22 Februar 2008

BVerwG: E-Schuh kein Elektronikschrott

"Sportschuh mit elektronischer Fersendämpfung ist kein Elektrogerät"

Das Bundesverwaltungsgericht in Leipzig hat entschieden, dass das Elektro- und Elektronikgerätegesetz mit den darin geregelten Herstellerpflichten nicht für einen Sportschuh mit elektronischer Fersendämpfung gilt.

Die Klägerin stellt einen solchen Laufschuh her. Dessen Dämpfung passt sich beim Laufen automatisch dem Gewicht des Läufers und dem jeweiligen Untergrund an. Dabei wird der modifizierte Härtegrad der Dämpfung mit Hilfe eines Sensors, eines Magneten und eines motorbetriebenen Kabelsystems durch einen kleinen Computer geregelt. Die Beklagte hält die elektronische Dämpfung des Schuhs für dessen Hauptzweck und ist deshalb der Ansicht, dass der Sportschuh als Elektrogerät im Sinne des Elektro- und Elektronikgesetzes anzusehen sei und den darin geregelten Bestimmungen über die Registrierung, Rücknahme und Entsorgung unterliege. Die Klägerin begehrt demgegenüber die Feststellung, dass die Verpflichtungen des Elektro- und Elektronikgesetzes für den von ihr hergestellten und vertriebenen Sportschuh nicht gelten. Sie geht davon aus, dass es sich bei dem Schuh in erster Linie um einen Laufschuh handelt, der auch bei einem Ausfall des elektronischen Steuerungssystems genutzt werden kann.

# Datenauszug
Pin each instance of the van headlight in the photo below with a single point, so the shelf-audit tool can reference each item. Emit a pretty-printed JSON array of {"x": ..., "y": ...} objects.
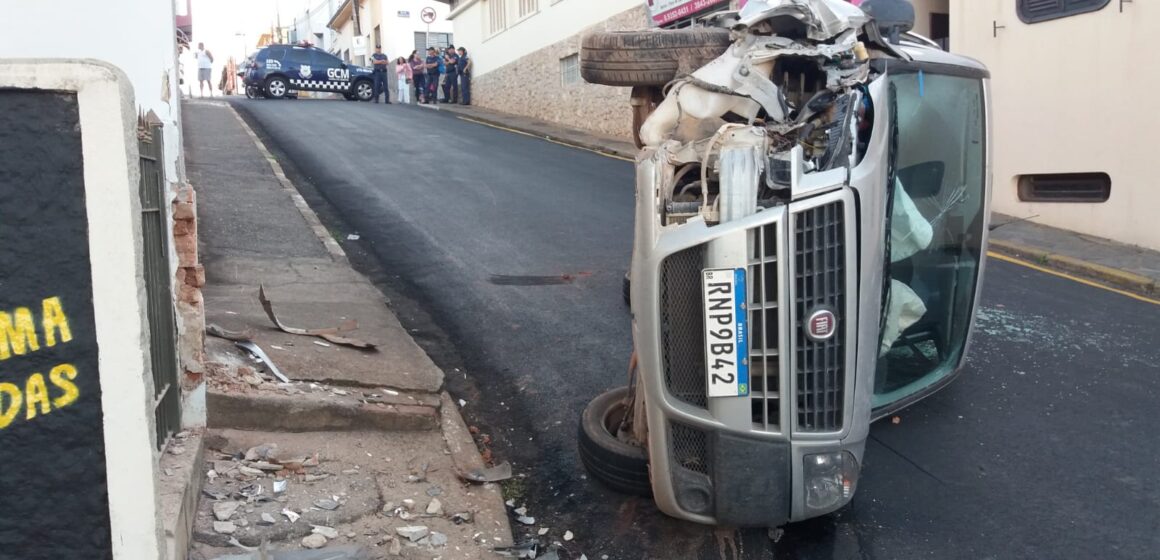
[{"x": 829, "y": 481}]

# Ziel der Aufgabe
Wodurch wird laut dem Text über den Sportschuh mit elektronischer Fersendämpfung der veränderte Härtegrad der Dämpfung geregelt?

# Ergebnis
Durch einen kleinen Computer mit Hilfe eines Sensors, eines Magneten und eines motorbetriebenen Kabelsystems.